Verilen görev
Aşağıdaki betel cevizi kullanımının en eski kanıtına dair metni, son cümlesinden sonra kaldığı yerden devam ettirin.

===== Metin alıntısı

Bilim insanları uyarıcı bir madde olan betel cevizinin kullanımına dair en eski kanıtı buldu. Tayland'daki 4 bin yıllık insan kalıntılarında keşfedilen maddenin, ritüel amaçlar taşıdığı düşünülüyor.

Palmiye ailesinden olan betel cevizi ağacı, Güneydoğu Asya ve Pasifik Adaları'nda yetişiyor. Yaprakları ve kireçtaşı macunuyla çiğnenerek tüketilen ceviz, dişte koyu, kırmızımsı kahverengi veya siyah lekeler bırakıyor. 

Kişiye uyanıklık, enerji, öfori ve rahatlama hissi veren bu psikoaktif madde, Tayland'ın kentlerinde artık kullanılmasa da kırsal bölgelerinde hâlâ yaygın. Kafein, alkol ve nikotinden sonra dünya genelinde en çok kullanılan 4. psikoaktif madde olduğu tahmin ediliyor.

Uluslararası bir araştırma ekibi Tunç Çağı Taylandı'ndan kalma 4 bin yıllık diş örneklerini inceleyerek betel cevizinin tüketimine dair en eski kanıtları ortaya çıkardı. 

Bölgedeki arkeolojik kazı alanlarında betel cevizi kabukları, bazı iskeletlerde bu bitkiyi çiğnemenin göstergesi olabilecek kahverengi veya siyah lekeli dişler bulunmuştu. 

Ancak hakemli dergi Frontiers in Environmental Archaeology'de yayımlanan yeni çalışmada, maddenin her zaman dişlerde leke bırakmadığı tespit edildi. 

Bilim insanları kazı alanı Nong Ratchawat'taki 6 kişiye ait kalıntılardan toplam 36 diş örneği alarak bunları sıvı kromatografi-kütle spektrometrisi adlı bir yöntemle inceledi. 

Dişlerin hiçbirinde bitkinin kullanımını işaret eden koyu renkler yoktu ancak bir kadından alınan üç örnekte, betel cevizindeki ana psikoaktif bileşenler olan arekolin ve arekaidin saptandı.

Araştırmacılar diş taşında bu bileşiklerin bulunmasının, uzun süreli kullanım anlamına geldiğini belirtiyor. 

Bilim insanları maddeyi hâlâ kullanan kişilerle yaptıkları görüşmelere dayanarak betel cevizi çiğnemenin birtakım geleneksel inançla bağlantılı olabileceğini düşünüyor.

==========
===== Sağlanan bilgiler

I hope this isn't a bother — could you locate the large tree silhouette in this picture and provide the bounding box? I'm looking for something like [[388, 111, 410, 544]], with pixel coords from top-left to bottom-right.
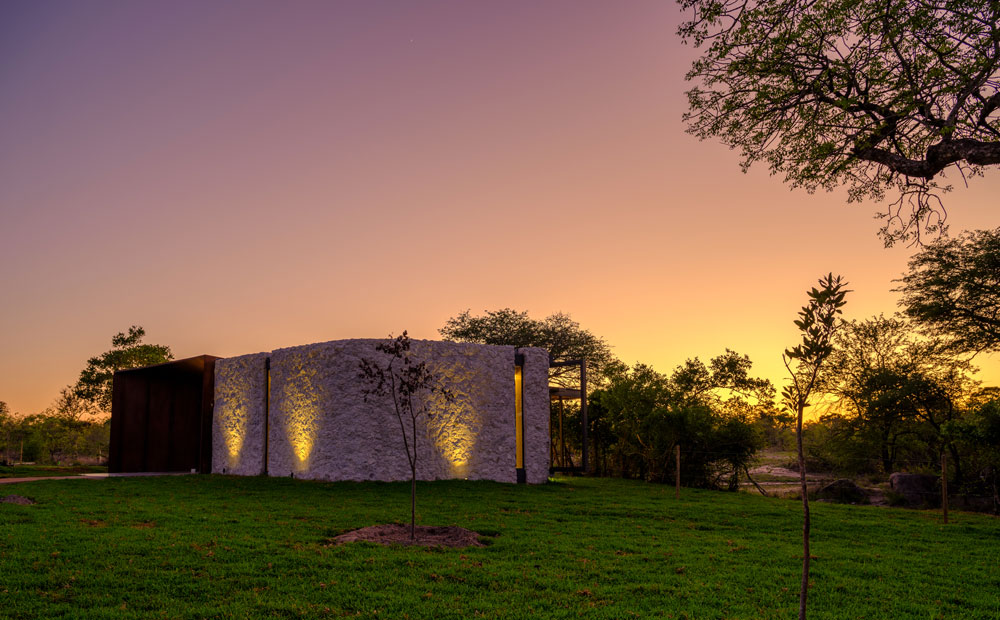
[[679, 0, 1000, 245]]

==========

Görev çıktısı
Makalenin yazarlarından Piyawit Moonkham "İnsanlar betel cevizini özellikle hasat mevsiminde, tanrılardan pirinç ekimi ve çeltik tarlaları için yardım istemek amacıyla ruhlara adak olarak kullanıyordu" diyerek ekliyor:

Geleneksel bitki kullanımının kültürel bağlamını daha geniş bir şekilde anlamak istiyoruz. Psikoaktif, tıbbi ve törensel bitkiler genellikle uyuşturucu gibi görülse de binlerce yıllık kültürel bilgi, manevi uygulama ve topluluk kimliğini temsil ediyor.

Ağız sağlığına verdiği zarardan dolayı Tayland'da 1940'lardan itibaren yoğun bir şekilde engellenmeye çalışan betel cevizi, kırsal bölgelerde hâlâ popüler olsa da şehirlerde ve genç nesiller arasında yaygın değil. 

Chiang Mai Üniversitesi'nden Moonkham bu nedenle bitkiyle ilgili çalışmaların çoğunlukla olumsuz etkilerine odaklandığını söylüyor. Ancak yeni çalışmanın, betel cevizinin kültürel önemine ışık tutabileceğini umuyor.

Moonkham maddenin etkileri hakkında da şu ifadeleri kullanıyor:

Ben de denedim ve tüm vücudu rahatlatırken bazı duyuları harekete geçiriyor... Sanırım kahve veya tütün içtiğimizde verdiğimiz tepkiyle aynı.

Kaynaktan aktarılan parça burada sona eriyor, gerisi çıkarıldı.